What is being asked ▸ Starting at the line that contains "Could you please indicate the green field", restate each line word for word through the final line of the data, keeping both ends.

(Dataset entries)
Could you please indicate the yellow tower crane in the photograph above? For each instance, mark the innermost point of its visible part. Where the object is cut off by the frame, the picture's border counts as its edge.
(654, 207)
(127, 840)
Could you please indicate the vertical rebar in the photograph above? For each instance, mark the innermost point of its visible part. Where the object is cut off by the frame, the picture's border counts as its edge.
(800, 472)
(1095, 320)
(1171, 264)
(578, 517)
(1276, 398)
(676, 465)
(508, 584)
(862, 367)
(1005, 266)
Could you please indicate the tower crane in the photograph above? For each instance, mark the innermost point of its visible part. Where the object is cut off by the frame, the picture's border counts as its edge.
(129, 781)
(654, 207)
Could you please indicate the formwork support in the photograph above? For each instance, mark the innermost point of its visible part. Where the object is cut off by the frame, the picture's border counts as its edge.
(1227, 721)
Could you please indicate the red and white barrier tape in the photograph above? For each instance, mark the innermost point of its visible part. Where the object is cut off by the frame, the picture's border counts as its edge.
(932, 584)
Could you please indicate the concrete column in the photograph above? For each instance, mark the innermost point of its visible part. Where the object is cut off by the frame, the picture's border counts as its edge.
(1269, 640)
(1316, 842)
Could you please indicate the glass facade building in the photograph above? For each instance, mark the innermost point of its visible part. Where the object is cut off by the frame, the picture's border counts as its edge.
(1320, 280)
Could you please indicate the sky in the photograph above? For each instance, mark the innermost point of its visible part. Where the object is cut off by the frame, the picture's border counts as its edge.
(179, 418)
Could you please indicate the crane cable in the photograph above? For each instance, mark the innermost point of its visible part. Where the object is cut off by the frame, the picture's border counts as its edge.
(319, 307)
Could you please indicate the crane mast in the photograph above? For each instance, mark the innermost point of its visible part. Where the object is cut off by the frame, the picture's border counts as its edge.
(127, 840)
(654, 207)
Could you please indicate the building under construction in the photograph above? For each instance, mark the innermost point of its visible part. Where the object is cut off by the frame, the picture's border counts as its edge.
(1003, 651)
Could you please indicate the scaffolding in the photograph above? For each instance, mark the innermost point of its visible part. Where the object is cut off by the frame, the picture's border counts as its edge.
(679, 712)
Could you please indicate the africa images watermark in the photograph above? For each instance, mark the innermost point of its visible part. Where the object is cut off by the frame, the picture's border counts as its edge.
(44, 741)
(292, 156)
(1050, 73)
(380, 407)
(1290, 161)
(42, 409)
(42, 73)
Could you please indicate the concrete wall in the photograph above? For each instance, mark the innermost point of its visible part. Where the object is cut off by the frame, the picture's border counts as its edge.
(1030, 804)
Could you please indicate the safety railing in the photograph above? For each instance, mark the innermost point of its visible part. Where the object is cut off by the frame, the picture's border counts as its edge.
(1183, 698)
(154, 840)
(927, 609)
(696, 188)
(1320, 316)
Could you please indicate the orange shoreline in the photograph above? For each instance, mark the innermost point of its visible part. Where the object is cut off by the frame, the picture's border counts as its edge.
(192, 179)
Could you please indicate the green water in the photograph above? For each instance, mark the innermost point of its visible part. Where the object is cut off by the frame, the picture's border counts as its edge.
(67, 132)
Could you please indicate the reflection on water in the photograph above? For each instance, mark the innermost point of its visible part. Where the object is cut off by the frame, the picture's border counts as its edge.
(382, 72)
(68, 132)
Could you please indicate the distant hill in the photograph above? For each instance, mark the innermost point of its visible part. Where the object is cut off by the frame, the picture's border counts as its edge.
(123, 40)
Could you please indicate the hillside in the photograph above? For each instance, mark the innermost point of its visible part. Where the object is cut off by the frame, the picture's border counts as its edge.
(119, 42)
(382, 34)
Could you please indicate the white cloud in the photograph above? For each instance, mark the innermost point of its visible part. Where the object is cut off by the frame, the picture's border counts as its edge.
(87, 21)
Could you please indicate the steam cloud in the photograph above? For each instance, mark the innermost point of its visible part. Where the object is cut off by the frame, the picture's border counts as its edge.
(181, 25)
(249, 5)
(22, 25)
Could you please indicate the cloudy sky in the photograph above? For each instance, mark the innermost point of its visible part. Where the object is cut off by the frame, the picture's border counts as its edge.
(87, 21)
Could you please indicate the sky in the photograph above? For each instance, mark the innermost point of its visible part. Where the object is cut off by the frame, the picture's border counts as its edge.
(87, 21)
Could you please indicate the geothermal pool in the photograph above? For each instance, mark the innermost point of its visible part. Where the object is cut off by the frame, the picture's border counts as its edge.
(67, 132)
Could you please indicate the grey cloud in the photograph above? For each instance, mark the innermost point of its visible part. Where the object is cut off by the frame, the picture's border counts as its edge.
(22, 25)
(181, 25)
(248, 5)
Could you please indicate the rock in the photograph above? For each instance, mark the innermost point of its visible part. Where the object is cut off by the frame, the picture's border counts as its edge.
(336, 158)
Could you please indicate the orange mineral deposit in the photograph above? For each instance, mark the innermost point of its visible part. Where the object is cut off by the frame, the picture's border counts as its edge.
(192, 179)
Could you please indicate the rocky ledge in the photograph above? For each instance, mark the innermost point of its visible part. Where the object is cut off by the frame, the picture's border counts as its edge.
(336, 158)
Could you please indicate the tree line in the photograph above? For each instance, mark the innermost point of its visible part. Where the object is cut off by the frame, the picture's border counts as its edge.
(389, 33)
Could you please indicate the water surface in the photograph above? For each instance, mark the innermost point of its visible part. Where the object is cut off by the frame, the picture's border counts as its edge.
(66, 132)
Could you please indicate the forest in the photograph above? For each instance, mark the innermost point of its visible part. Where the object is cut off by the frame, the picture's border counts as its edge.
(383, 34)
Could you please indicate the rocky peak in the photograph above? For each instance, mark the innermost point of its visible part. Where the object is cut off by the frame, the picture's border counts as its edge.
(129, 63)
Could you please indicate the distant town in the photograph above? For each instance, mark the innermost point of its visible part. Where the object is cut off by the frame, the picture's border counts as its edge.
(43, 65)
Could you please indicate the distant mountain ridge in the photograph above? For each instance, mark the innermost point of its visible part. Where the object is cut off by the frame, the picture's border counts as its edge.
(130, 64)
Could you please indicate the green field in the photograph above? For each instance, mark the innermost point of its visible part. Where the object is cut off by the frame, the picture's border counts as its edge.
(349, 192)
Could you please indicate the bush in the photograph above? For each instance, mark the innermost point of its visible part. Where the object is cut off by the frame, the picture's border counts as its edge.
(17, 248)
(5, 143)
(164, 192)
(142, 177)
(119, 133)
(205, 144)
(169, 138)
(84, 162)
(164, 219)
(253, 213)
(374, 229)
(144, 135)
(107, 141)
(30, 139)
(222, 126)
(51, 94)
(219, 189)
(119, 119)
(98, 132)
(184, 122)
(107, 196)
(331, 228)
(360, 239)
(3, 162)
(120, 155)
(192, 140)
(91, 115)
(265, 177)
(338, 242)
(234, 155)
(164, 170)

Answer to this task ▸
Could you please indicate the green field in the photograph above? For each instance, mark the innermost point of its visible part. Where the object is cut off by the frame, the picture's border counts as its edge.
(349, 192)
Could you please indicate the bush in the photograph above? For each instance, mark the innermost point of its visible part. Where the object is cut off by the frame, the picture's border counts as its edge.
(17, 248)
(5, 143)
(164, 192)
(142, 177)
(119, 133)
(205, 144)
(169, 138)
(84, 162)
(164, 219)
(253, 213)
(374, 229)
(144, 135)
(107, 141)
(30, 139)
(222, 126)
(51, 94)
(219, 189)
(119, 119)
(98, 132)
(184, 122)
(107, 196)
(331, 228)
(360, 239)
(3, 162)
(120, 155)
(192, 140)
(91, 115)
(265, 177)
(338, 242)
(234, 155)
(164, 170)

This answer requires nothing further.